<<<<

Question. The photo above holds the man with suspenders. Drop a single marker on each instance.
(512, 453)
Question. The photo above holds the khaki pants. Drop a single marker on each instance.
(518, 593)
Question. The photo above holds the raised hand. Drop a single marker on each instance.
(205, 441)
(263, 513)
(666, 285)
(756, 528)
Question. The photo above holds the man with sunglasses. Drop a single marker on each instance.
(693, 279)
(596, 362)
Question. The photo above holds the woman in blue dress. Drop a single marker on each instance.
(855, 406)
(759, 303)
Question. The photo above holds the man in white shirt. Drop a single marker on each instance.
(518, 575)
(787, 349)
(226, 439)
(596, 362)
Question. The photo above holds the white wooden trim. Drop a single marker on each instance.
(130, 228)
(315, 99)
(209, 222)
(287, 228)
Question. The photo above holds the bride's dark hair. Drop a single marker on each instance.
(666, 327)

>>>>

§ Set problem
Please reproduce all of the entries exactly as they stand.

§ Result of this exercise
Question. The photo above holds the man with suspenders. Drop a single marker on each instance.
(512, 453)
Question. The photo above holds the khaki pants. Drop a single marker on each instance.
(518, 593)
Question. The photo above holds the raised hand. Drop a single marker on each instance.
(205, 441)
(263, 513)
(666, 285)
(756, 528)
Question. The photo above holds the man with sunglasses. Drop a single marker on each instance.
(693, 279)
(596, 362)
Question. The photo above holds the woman in blue dress. Drop a single marker on each instance.
(855, 406)
(759, 303)
Question. The photo above holds the man in white shirt. Drop a single marker on each instance.
(518, 575)
(787, 349)
(226, 439)
(596, 362)
Question. The photo above holds the white wooden trim. Drop a single marker on each instance.
(130, 228)
(315, 99)
(209, 222)
(287, 228)
Question. The photo above holds the bride's dark hair. Drop a single marker on each instance.
(666, 327)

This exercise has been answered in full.